**Data supplied**
________________________

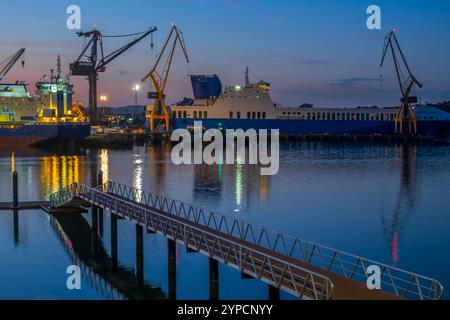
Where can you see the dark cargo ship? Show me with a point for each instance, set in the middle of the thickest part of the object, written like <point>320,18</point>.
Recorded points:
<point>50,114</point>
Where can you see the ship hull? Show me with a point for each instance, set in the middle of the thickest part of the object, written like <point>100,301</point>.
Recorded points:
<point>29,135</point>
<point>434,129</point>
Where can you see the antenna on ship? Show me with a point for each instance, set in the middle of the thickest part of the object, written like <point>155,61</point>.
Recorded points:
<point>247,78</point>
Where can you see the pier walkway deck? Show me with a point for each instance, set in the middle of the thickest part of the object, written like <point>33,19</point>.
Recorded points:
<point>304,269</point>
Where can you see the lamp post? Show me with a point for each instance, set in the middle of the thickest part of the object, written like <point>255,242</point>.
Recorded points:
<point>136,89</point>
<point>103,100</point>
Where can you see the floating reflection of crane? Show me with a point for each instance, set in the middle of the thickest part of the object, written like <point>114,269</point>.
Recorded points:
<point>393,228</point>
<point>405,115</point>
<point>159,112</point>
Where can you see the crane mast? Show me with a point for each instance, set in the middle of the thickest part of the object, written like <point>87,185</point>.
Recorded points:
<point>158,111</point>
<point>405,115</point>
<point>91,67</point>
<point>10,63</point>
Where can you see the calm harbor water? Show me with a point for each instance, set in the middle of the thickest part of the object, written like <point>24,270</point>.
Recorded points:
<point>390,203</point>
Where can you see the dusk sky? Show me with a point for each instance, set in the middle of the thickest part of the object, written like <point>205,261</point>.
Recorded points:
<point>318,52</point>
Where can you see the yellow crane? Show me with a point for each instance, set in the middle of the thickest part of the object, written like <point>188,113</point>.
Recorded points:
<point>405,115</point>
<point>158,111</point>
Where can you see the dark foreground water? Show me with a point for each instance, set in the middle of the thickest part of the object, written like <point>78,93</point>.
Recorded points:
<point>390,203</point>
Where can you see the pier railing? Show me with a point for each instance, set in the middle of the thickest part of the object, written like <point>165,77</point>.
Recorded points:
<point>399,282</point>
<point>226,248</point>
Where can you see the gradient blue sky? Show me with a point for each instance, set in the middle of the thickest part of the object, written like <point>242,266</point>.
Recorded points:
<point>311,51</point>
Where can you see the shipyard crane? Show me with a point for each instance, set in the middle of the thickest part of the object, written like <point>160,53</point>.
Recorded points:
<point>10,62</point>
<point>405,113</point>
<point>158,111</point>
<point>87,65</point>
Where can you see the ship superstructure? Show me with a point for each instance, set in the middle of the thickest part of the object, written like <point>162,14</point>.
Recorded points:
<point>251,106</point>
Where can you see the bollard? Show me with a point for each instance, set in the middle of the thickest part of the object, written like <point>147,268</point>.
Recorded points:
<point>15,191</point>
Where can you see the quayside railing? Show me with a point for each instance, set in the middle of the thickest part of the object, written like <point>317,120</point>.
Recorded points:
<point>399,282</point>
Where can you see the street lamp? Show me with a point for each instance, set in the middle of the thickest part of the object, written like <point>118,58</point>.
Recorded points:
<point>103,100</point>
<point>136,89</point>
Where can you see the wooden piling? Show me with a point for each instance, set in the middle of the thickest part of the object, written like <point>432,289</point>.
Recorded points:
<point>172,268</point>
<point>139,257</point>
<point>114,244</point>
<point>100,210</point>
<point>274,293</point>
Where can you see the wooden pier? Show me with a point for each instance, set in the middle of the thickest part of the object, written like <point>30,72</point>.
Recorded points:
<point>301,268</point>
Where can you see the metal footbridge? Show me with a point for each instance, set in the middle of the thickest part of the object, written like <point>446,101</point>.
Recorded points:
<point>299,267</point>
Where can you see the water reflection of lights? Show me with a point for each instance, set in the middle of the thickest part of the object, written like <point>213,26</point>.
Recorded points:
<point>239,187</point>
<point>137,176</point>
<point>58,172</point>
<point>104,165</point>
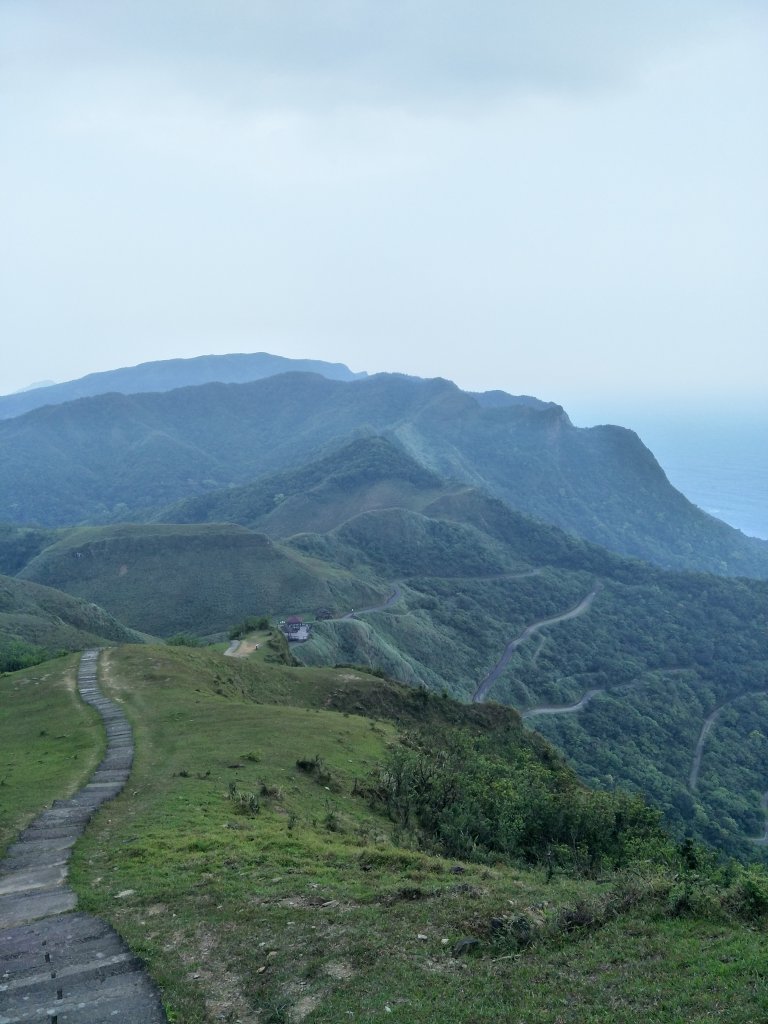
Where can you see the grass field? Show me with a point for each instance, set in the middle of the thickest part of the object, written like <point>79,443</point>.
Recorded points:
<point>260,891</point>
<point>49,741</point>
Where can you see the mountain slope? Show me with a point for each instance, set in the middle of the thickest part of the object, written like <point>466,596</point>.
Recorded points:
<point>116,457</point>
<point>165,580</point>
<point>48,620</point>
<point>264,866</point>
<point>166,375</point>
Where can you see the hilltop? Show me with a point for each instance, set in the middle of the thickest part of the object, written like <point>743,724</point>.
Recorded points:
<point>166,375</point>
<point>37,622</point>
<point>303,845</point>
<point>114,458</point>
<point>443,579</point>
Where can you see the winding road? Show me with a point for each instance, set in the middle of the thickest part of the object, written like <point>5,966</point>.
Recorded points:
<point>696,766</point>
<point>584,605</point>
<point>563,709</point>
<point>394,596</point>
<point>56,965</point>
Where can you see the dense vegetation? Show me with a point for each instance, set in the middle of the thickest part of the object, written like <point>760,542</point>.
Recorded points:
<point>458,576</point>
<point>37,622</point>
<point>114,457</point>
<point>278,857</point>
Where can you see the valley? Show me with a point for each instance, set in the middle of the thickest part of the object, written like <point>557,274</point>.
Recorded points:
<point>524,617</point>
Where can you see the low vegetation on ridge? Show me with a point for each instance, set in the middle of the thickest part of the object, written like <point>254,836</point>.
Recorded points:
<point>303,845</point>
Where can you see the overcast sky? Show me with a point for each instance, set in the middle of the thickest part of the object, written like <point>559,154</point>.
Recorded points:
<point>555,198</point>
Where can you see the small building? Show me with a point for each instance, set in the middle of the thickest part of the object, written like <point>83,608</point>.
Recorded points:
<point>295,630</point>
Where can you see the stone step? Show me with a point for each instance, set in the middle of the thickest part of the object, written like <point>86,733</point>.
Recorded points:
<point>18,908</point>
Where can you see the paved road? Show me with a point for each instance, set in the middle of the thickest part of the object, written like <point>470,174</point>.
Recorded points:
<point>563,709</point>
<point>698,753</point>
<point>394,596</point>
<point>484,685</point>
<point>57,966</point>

________________________

Please switch every "thickest part" in the items above to "widest part" and give all the lines again with nothing else changed. Leave out the pictures.

**Full answer**
Where can you see the dark cargo ship? Show me with a point for each instance, set in the middle of the widest part of the object, written like <point>320,18</point>.
Recorded points:
<point>50,114</point>
Where can you see the ship hull? Show me with a point for each instance, set in the middle of the widest part of the object, written like <point>100,301</point>.
Recorded points:
<point>29,135</point>
<point>434,129</point>
Where can you see the antenna on ship? Show me with a point for each instance, set in the middle of the widest part of the object, written like <point>155,61</point>.
Recorded points:
<point>247,78</point>
Where can you see the pier walkway deck? Show me with a point for each instance, set in the middle of the widest part of the object, written like <point>33,19</point>.
Recorded points:
<point>304,269</point>
Where can you see the lamp post? Show me with a point for each instance, set in the middle of the widest part of the object, written like <point>255,242</point>.
Recorded points:
<point>136,89</point>
<point>103,100</point>
Where can you see the floating reflection of crane? Show me with a point for each instance, set in the middle of the widest part of the object, written like <point>114,269</point>.
Recorded points:
<point>393,228</point>
<point>405,115</point>
<point>159,112</point>
Where can you see the crane mast? Show me with a point for each instance, set in the middle of the widest part of the object, written like <point>87,185</point>.
Recorded points:
<point>158,111</point>
<point>405,115</point>
<point>91,67</point>
<point>10,63</point>
Where can you see the calm harbor water? Show me with a point for each instance, set in the middle of the widest part of the object, written like <point>24,270</point>.
Recorded points:
<point>390,203</point>
Where can you see the dusk sky? Show me with a point for each instance, set in the middle of the widest part of the object, written like <point>205,261</point>.
Recorded points:
<point>318,52</point>
Where can you see the yellow crane? Show me with a point for each instance, set in the middle of the widest part of the object, written like <point>188,113</point>.
Recorded points:
<point>405,115</point>
<point>158,111</point>
Where can you see the dark foreground water? Show me with a point for each instance, set in the middle of the widest part of the object, written like <point>78,93</point>.
Recorded points:
<point>390,203</point>
Where can you see the pier railing? Show me with a point for each instance, set in the middle of the widest part of the object, written like <point>165,77</point>.
Recorded points:
<point>399,282</point>
<point>226,248</point>
Where can you see the gradient blue sky? Show me with a point for each instance, set in the middle of the widest part of the object, written like <point>242,266</point>.
Recorded points:
<point>311,51</point>
Where can you see the shipyard crane? Show me with a point for each instance, set in the middle of the widest part of the object, written like <point>160,53</point>.
Recorded points:
<point>10,62</point>
<point>405,113</point>
<point>158,111</point>
<point>87,65</point>
Where can you see the ship superstructure? Show me with a point for each instance, set in the middle of the widest part of the object, written like <point>162,14</point>.
Recorded points:
<point>251,106</point>
Where can you see the bollard? Show me with a point for each instance, set in the middle of the widest part of the object, written like <point>147,268</point>.
Recorded points:
<point>15,191</point>
Where can you see the quayside railing? Show me with a point for each instance, set in the middle of the widest part of the object, written like <point>317,120</point>.
Recorded points:
<point>399,282</point>
Where can you see the street lamp? Show me with a point for each instance, set in the middle of the widest part of the object, written like <point>118,58</point>.
Recorded points:
<point>103,100</point>
<point>136,89</point>
Where can you see the wooden piling? Show me with a point for each instance, set in the middle of the widest part of the object, written like <point>432,289</point>.
Recorded points:
<point>172,268</point>
<point>139,257</point>
<point>114,244</point>
<point>100,210</point>
<point>274,293</point>
Where can you see the wooden pier? Show me with a point for each instance, set in the middle of the widest part of the object, written like <point>30,72</point>.
Recorded points:
<point>301,268</point>
Where can you see the metal footbridge? Show me with a point for each instance, set in the middle of the widest part of the object, written like <point>446,101</point>.
Recorded points:
<point>299,267</point>
Where can you see the water reflection of lights? Show me with a point for each instance, set in the middle of the widest part of the object, written like <point>213,26</point>.
Recorded points:
<point>239,187</point>
<point>137,176</point>
<point>58,172</point>
<point>104,165</point>
Where can you see the grass field? Show me with a point for each instance, set in the middle of the widest part of the object, written like <point>79,443</point>.
Recorded points:
<point>260,891</point>
<point>49,741</point>
Where can you see the mountain slope? Show me with a point for each instance, set in the middle of the widest part of the object, written like <point>466,596</point>.
Recorded points:
<point>116,457</point>
<point>165,580</point>
<point>48,620</point>
<point>264,866</point>
<point>166,375</point>
Where can you see the hilltop? Show me with a point for each instance, set in the middle of the widest part of the object, written like <point>743,724</point>.
Recorded points:
<point>166,375</point>
<point>37,622</point>
<point>303,845</point>
<point>114,458</point>
<point>443,579</point>
Where can you see the winding road? Show me with a point for each instance, set in the middle of the widest part of the object, written like <point>5,966</point>.
Recorded points:
<point>696,766</point>
<point>584,605</point>
<point>563,709</point>
<point>394,596</point>
<point>56,965</point>
Where can you see the dense vegetation? Show me with a point for each instance, set in the middle of the widest part of the object, written like <point>760,542</point>.
Recorded points:
<point>458,576</point>
<point>37,622</point>
<point>114,457</point>
<point>278,857</point>
Where can you see the valley? Show me with a point for each instance, set in the middle of the widest part of the object, written like <point>557,274</point>.
Recorded points:
<point>524,617</point>
Where can you see the low vegetation on ridge? Show me with a point for each instance, set in the middle of the widest part of the object, written like <point>254,836</point>.
Recorded points:
<point>303,845</point>
Where can you see the overcast sky? Show me with a point for each instance, set in the middle of the widest part of the object, written like <point>559,154</point>.
Recorded points:
<point>555,198</point>
Where can you see the small building? Show me with a point for each instance, set in the middle of the widest part of the object, written like <point>83,608</point>.
Recorded points:
<point>295,630</point>
Where can you see the stone step? Show me with a point for each instance, set in the middle of the widest part of the object, written like <point>86,733</point>.
Recorded points:
<point>18,908</point>
Where can you see the paved road? Show me with a point for each instance, set in the middle of the widest part of the object, written like <point>470,174</point>.
Recorded points:
<point>563,709</point>
<point>698,753</point>
<point>394,596</point>
<point>484,685</point>
<point>57,966</point>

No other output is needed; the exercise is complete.